◆ Quoted passage
═══

Compute predictions based on single words for plotting words. The word embeddings of single words are trained to predict the mean value associated with that word. P-values does NOT work yet (experimental).

textWordPrediction(
  words,
  word_types_embeddings = word_types_embeddings_df,
  x,
  y = NULL,
  seed = 1003,
  case_insensitive = TRUE,
  text_remove = "[()]",
  ...
)

Arguments

words

Word or text variable to be plotted.

word_types_embeddings

Word embeddings from textEmbed for individual words (i.e., decontextualized embeddings).

x

Numeric variable that the words should be plotted according to on the x-axes.

y

Numeric variable that the words should be plotted according to on the y-axes (y=NULL).

seed

Set different seed.

case_insensitive

When TRUE all words are made lower case.

text_remove

Remove special characters

...

Training options from textTrainRegression().

Value

A dataframe with variables (e.g., including trained (out of sample) predictions, frequencies, p-values) for the individual words that is used for the plotting in the textProjectionPlot function.

Examples

# Data
# Pre-processing data for plotting
if (FALSE) {
df_for_plotting <- textWordPrediction(
  words = Language_based_assessment_data_8$harmonywords,
  word_types_embeddings = word_embeddings_4$word_types,
  x = Language_based_assessment_data_8$hilstotal
)
df_for_plotting
}
#' @seealso see \code{\link{textProjection}}

═══

◆ Your tasks
1 – In the textWordPrediction documentation, rewrite the part that opens with the words "A dataframe with" and closes with "the textProjectionPlot function.", putting "data frame" in place of "dataframe".
2 – Summarize the textWordPrediction documentation in two sentences.

◆ Records
═══

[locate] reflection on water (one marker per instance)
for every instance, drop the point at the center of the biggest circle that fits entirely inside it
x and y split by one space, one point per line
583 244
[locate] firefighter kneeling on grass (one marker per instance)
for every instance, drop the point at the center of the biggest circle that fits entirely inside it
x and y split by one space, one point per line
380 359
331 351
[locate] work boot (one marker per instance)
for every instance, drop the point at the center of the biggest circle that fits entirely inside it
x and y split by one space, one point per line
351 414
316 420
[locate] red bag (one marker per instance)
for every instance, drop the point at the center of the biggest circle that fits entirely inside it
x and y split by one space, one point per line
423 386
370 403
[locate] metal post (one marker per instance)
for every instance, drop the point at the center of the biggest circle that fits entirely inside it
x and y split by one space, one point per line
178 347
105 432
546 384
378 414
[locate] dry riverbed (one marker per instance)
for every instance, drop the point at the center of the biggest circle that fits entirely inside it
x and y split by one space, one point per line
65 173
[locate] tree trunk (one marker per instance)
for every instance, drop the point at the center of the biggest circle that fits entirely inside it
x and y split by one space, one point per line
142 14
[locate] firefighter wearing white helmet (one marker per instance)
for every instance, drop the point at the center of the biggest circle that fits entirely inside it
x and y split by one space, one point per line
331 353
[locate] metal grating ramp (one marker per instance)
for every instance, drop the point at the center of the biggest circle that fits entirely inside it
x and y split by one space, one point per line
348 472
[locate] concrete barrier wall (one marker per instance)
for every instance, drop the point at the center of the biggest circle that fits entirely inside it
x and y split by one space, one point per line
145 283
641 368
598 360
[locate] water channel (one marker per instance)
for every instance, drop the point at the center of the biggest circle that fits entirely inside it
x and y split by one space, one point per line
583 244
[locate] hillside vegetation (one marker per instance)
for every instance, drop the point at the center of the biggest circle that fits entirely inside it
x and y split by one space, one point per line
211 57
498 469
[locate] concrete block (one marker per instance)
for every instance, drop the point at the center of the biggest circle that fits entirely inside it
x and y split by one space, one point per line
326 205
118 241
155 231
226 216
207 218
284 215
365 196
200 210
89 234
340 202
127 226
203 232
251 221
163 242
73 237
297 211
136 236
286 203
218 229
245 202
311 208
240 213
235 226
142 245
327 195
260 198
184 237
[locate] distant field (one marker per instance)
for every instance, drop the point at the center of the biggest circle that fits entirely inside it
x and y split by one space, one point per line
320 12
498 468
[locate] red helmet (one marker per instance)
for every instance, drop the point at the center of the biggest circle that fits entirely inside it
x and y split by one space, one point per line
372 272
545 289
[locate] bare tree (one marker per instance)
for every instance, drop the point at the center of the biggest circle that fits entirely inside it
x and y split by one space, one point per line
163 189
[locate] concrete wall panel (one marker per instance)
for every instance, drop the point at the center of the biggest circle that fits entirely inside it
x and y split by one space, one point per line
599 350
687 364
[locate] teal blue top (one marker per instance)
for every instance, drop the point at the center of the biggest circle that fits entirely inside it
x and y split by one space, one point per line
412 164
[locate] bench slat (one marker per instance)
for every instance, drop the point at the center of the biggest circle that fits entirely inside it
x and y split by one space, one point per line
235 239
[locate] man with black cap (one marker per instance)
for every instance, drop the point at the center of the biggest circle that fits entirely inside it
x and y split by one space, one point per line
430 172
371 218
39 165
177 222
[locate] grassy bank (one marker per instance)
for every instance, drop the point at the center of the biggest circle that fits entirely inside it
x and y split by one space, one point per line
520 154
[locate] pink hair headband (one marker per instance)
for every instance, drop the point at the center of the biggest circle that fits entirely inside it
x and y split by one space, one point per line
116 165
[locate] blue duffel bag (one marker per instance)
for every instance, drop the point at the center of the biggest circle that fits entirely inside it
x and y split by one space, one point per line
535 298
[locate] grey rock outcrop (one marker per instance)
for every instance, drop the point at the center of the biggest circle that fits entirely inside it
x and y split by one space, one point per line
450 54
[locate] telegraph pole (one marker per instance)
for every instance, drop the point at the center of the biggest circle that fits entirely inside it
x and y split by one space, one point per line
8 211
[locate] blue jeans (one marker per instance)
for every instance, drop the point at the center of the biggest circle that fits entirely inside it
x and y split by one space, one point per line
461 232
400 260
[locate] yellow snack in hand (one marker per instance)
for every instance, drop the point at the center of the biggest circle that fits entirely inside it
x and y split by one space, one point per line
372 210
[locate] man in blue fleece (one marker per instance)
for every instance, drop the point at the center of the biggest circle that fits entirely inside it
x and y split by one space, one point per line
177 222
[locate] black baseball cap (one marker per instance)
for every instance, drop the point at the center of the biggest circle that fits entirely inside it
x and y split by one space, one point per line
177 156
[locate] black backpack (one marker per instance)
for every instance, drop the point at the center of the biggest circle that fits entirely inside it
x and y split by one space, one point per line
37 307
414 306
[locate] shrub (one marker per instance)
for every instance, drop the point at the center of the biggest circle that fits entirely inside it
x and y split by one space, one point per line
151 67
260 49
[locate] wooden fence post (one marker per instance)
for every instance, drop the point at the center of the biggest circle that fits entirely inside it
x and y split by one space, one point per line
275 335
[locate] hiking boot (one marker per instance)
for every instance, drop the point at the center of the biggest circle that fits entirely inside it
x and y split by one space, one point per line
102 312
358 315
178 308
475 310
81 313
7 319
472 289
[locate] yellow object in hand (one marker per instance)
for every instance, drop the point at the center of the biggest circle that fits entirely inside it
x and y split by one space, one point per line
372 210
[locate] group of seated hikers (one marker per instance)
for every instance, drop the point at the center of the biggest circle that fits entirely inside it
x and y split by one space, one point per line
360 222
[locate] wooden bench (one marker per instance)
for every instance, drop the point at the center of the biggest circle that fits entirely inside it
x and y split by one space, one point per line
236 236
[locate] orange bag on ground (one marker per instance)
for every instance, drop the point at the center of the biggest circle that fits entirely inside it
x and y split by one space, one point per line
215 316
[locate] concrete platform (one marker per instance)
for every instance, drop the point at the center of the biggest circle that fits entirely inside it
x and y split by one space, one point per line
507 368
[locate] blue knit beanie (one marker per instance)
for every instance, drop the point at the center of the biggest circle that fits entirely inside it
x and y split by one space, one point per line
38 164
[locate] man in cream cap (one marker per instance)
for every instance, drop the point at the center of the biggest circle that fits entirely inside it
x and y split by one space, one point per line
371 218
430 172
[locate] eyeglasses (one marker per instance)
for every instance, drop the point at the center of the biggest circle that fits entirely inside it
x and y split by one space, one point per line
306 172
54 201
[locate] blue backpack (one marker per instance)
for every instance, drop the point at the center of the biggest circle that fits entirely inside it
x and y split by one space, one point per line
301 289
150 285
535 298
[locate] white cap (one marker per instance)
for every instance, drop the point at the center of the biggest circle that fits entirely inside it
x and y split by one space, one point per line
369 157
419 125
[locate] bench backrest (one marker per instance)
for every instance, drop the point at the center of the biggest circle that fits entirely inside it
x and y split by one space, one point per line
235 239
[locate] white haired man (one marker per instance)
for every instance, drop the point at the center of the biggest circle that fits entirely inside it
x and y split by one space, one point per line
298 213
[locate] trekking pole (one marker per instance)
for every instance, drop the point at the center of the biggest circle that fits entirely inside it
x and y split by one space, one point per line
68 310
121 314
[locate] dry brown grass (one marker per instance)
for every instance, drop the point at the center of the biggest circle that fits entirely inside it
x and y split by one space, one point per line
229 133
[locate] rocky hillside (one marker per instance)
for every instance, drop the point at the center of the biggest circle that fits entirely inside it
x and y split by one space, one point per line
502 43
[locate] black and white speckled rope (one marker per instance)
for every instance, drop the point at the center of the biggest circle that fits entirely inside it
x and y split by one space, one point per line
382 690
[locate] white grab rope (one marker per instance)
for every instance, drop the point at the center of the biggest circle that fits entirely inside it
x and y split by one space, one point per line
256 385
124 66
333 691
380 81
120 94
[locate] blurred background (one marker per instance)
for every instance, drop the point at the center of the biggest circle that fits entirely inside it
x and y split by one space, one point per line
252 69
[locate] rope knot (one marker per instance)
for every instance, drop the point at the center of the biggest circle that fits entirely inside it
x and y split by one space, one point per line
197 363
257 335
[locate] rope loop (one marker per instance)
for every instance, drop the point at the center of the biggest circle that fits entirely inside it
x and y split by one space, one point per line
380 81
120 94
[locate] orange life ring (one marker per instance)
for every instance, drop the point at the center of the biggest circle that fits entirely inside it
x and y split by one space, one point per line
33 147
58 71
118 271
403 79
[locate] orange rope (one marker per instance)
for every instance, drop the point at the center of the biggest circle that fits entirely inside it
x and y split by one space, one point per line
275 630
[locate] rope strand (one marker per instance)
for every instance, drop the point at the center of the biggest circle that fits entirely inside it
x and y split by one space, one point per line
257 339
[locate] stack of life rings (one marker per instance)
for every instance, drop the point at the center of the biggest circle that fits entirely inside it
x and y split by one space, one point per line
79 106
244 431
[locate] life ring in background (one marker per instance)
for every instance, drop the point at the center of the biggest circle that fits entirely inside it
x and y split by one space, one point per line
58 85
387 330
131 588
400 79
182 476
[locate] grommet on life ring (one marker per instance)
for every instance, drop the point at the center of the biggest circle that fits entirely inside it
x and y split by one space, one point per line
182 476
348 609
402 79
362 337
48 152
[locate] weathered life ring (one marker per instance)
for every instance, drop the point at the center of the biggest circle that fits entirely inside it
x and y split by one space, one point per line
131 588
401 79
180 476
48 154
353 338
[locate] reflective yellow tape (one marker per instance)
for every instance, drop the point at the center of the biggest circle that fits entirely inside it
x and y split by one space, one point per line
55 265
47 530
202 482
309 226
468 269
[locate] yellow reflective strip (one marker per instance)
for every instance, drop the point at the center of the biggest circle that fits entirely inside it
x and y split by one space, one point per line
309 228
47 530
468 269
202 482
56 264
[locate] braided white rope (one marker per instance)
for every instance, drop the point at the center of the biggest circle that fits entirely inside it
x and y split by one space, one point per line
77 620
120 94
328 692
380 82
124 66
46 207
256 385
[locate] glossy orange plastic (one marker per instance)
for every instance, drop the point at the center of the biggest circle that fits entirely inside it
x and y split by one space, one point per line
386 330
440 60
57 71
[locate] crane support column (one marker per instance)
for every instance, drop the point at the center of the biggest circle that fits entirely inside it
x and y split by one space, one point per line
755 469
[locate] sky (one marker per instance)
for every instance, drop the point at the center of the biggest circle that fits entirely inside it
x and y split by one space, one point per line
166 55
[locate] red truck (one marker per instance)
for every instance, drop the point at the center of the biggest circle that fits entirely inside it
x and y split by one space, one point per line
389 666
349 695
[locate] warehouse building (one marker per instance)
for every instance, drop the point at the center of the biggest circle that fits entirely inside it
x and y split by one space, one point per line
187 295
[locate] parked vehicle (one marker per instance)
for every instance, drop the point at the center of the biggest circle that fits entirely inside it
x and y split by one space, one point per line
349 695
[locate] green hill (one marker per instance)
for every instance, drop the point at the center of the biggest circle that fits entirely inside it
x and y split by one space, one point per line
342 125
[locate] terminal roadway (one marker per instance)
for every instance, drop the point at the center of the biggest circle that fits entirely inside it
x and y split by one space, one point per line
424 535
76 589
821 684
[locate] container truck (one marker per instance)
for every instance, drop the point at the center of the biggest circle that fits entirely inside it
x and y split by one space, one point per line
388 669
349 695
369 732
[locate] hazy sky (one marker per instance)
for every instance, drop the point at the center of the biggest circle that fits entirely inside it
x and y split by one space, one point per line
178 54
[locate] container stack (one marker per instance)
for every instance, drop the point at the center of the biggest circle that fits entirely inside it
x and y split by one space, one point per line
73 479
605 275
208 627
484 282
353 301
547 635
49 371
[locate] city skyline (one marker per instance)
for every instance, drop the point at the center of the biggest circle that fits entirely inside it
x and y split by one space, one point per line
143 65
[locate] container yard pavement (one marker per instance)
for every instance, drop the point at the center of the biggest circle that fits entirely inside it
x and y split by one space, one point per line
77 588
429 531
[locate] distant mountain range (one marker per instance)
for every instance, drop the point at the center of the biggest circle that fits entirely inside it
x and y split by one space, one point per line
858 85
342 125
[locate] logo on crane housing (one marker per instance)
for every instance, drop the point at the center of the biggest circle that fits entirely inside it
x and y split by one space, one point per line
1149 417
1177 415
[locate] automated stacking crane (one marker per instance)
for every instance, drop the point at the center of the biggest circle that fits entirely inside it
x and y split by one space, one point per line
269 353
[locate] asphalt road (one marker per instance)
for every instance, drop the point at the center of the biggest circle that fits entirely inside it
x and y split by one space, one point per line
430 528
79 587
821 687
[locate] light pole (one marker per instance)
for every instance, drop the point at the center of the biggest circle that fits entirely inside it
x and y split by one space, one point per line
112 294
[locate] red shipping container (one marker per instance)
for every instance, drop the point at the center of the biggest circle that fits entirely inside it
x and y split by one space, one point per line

═══

◆ Solutions to the problems
1 –
A data frame with variables (e.g., including trained (out of sample) predictions, frequencies, p-values) for the individual words that is used for the plotting in the textProjectionPlot function.

2 – The textWordPrediction function computes predictions based on single words for plotting, training the embeddings of single words to predict the mean value associated with each word, though its p-values do not work yet. It returns a dataframe of variables for the individual words, such as trained out-of-sample predictions, frequencies, and p-values, which is used for plotting in the textProjectionPlot function.